- REQUIRED TASKS:
A) Give the passage from the post on homelessness again, starting with "Who are the homeless?" and going on through "of New York.", but switch "luck" to "fortune".
B) Pull out every line of the records that contains the string "small", treating case as significant.

- EXTRACT PROVIDED:
========================
Poorism: Is it tourism?

AAHOLDelinor
AAHOLDelinor

On a very recent and very cold winter night in Manhattan I layered up and went to a church on 22nd street to attend a Homeless Forum sponsored by two New York City Council members, Dan Garodnick and R

On a very recent and very cold winter night in Manhattan I layered up and went to a church on 22nd street to attend a Homeless Forum sponsored by two New York City Council members, Dan Garodnick and Rosie Mendez, to learn more about this escalating crises in New York City.

The homeless crises is not a new crises, in fact it is a very old crises; however, “none of the kings’ horses and none of the kings’ men,” have been able to solve the problem for decades. People who have spent years in their nice well-paid government positions that were created to eliminate the problem of homelessness, have not found a way to provide housing and related services to adults and children who call the streets of New York – their home!

Who are THEY?

Who are the homeless? They are children and teenagers, young men and women, couples with dogs, seniors and physically and psychologically challenged – people, in other words, they are us! The difference is that somewhere along the way, through bad karma or bad decisions or just plain bad luck, they are living on the streets of New York.
========================
- Rows from a dataset:

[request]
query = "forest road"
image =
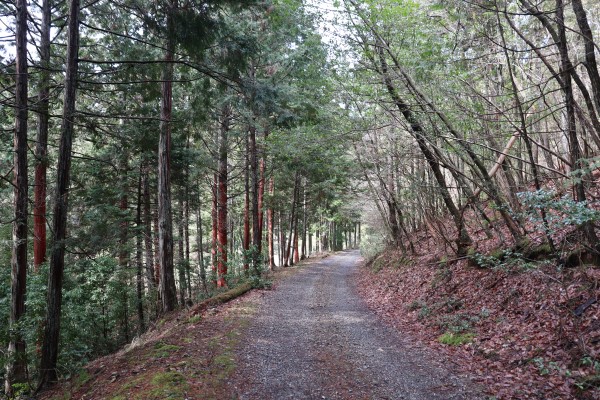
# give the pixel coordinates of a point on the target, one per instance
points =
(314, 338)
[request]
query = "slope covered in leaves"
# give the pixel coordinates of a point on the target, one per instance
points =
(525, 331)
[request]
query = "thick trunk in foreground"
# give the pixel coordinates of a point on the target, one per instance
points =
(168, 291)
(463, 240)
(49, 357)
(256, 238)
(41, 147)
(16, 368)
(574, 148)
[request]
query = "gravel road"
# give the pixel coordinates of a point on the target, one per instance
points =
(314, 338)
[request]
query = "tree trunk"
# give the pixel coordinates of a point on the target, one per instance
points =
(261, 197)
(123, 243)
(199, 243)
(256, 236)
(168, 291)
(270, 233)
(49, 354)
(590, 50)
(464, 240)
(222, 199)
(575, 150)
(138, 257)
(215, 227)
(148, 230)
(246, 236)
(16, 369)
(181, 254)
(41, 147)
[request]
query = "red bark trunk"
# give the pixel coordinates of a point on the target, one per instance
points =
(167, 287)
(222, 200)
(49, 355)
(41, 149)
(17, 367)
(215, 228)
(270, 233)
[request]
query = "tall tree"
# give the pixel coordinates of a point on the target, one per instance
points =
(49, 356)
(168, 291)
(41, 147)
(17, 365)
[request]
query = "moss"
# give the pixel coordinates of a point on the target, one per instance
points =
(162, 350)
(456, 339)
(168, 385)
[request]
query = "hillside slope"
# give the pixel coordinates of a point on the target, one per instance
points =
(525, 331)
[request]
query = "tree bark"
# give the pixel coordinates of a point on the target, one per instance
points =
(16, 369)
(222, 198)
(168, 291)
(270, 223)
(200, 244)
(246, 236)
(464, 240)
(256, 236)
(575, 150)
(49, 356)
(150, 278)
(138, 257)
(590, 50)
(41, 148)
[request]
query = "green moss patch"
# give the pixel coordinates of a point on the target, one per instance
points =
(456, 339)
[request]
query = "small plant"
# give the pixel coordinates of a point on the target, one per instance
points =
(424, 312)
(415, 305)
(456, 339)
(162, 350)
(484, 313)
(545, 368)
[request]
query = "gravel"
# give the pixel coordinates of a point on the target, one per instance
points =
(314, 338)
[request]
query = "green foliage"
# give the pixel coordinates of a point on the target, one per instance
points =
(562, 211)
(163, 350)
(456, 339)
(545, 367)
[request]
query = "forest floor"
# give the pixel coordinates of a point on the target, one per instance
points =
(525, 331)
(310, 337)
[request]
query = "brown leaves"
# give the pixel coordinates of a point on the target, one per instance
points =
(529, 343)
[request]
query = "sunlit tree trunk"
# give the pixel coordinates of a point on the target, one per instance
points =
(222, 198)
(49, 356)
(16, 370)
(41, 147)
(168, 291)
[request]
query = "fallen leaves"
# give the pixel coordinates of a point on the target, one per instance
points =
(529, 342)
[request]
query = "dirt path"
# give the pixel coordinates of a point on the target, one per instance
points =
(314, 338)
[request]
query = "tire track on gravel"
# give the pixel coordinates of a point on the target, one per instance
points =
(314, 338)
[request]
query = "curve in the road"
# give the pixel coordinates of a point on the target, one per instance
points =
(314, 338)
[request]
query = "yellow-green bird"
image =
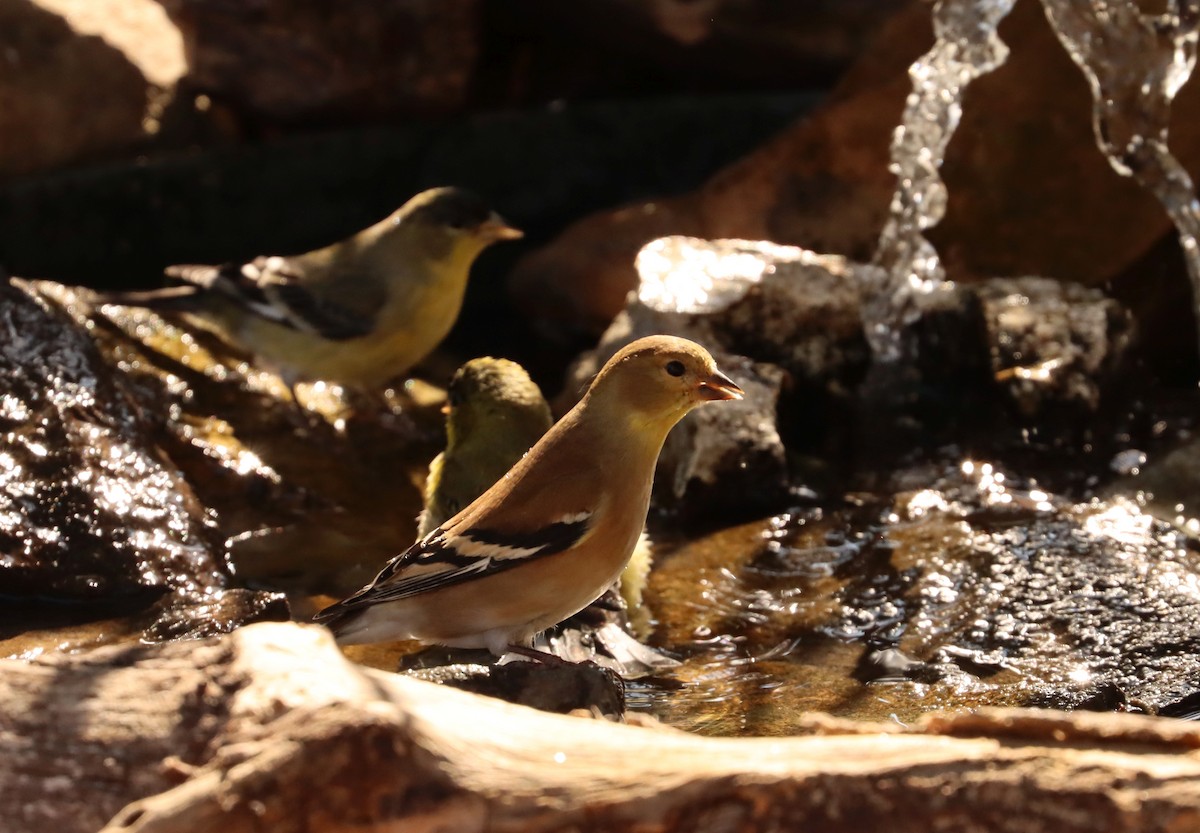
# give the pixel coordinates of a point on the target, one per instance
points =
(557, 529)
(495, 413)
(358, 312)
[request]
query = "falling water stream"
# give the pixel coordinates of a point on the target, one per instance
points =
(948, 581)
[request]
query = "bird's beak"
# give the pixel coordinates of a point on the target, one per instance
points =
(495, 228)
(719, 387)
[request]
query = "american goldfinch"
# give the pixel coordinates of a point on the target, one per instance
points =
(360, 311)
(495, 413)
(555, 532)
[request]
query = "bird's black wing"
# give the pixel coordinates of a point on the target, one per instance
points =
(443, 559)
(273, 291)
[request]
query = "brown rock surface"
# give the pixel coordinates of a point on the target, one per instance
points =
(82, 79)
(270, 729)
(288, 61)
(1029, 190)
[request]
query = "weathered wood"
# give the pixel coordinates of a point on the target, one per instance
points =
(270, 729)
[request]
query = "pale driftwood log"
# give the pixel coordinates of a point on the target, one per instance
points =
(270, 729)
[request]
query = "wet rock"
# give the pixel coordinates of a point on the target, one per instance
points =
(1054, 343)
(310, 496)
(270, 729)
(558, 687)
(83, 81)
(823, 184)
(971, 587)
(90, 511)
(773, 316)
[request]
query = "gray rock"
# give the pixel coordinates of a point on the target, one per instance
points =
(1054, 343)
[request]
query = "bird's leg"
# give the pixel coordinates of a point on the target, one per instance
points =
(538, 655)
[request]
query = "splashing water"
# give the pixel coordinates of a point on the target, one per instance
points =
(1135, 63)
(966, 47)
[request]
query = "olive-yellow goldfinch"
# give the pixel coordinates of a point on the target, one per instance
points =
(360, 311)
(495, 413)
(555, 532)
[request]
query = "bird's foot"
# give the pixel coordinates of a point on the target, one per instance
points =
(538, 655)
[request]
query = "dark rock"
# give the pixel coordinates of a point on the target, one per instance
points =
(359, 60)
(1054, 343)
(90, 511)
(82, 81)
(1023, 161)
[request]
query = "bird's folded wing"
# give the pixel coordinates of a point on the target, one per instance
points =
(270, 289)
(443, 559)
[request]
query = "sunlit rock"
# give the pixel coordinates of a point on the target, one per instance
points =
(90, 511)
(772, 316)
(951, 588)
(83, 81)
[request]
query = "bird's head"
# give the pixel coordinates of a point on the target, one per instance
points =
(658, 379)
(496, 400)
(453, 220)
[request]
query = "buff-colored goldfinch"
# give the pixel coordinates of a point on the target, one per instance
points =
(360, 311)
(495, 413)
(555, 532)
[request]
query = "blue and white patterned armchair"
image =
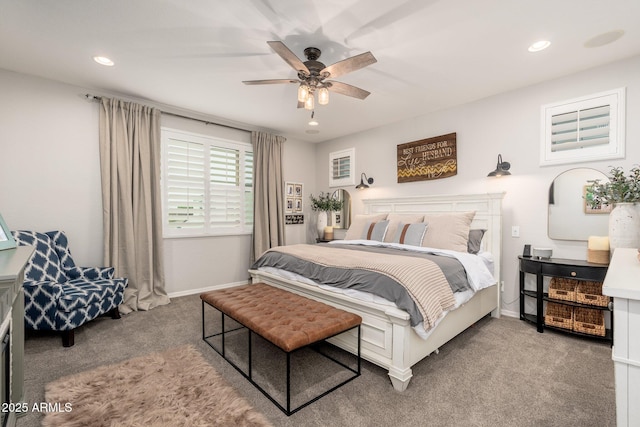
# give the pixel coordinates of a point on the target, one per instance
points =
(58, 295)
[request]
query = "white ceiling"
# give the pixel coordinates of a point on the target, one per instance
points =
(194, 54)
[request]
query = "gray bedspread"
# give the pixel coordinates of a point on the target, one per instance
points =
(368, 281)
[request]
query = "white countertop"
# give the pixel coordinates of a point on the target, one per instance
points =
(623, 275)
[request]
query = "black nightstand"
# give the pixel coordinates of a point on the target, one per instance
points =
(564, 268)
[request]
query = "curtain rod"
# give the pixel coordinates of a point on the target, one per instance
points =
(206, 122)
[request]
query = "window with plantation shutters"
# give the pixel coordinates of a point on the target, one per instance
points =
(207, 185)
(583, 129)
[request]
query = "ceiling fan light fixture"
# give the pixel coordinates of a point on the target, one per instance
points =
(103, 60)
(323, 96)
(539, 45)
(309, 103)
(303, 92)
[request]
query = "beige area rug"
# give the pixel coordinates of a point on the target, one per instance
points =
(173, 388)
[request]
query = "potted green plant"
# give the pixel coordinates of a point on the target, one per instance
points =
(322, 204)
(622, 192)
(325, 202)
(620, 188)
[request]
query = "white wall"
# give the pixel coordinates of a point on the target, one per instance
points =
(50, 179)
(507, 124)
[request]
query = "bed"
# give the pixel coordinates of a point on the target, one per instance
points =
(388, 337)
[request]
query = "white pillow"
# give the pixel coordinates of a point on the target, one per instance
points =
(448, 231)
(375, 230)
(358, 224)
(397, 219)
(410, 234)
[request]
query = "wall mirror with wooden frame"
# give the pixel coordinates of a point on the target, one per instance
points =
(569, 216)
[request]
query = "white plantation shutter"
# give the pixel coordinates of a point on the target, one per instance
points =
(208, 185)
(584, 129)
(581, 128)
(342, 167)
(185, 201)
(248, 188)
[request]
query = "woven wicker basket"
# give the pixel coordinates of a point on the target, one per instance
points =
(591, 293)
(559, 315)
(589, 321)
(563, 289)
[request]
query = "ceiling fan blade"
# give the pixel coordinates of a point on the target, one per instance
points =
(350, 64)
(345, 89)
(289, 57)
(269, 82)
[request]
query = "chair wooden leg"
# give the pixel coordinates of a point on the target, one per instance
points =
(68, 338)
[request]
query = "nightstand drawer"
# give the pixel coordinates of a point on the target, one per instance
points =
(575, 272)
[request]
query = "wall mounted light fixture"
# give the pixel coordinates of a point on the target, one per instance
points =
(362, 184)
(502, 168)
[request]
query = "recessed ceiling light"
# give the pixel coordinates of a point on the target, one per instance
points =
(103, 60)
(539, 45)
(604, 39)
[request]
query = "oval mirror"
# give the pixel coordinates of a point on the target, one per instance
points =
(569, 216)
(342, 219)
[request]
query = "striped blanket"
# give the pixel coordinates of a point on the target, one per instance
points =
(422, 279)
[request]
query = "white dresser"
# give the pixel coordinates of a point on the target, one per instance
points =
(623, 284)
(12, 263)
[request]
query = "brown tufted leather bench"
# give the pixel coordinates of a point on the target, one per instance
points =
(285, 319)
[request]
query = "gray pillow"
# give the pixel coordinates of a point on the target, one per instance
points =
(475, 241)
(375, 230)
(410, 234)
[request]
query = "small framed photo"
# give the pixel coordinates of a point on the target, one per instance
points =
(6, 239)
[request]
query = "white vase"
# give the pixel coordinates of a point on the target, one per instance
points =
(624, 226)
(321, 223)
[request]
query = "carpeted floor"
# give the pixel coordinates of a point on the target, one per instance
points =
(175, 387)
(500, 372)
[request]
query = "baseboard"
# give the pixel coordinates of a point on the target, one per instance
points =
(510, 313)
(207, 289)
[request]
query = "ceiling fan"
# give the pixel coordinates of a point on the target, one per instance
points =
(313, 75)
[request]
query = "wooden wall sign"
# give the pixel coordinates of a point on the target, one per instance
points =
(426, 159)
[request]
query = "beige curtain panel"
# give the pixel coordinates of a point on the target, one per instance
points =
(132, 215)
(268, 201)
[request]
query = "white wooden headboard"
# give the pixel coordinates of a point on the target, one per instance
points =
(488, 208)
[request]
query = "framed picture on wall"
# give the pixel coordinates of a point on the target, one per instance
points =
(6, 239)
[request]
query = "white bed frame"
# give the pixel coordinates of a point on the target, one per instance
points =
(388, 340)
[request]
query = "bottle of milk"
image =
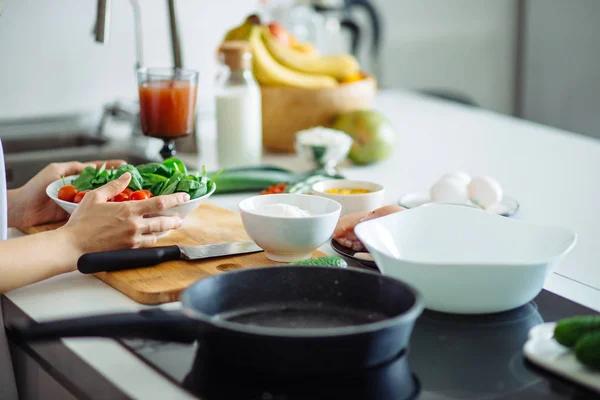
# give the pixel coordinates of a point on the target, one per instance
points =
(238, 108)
========================
- ANSWERS FOR THIS EXERCISE:
A)
Who are the homeless? They are children and teenagers, young men and women, couples with dogs, seniors and physically and psychologically challenged – people, in other words, they are us! The difference is that somewhere along the way, through bad karma or bad decisions or just plain bad fortune, they are living on the streets of New York.

B)
query = "small plant"
query = "small framed photo"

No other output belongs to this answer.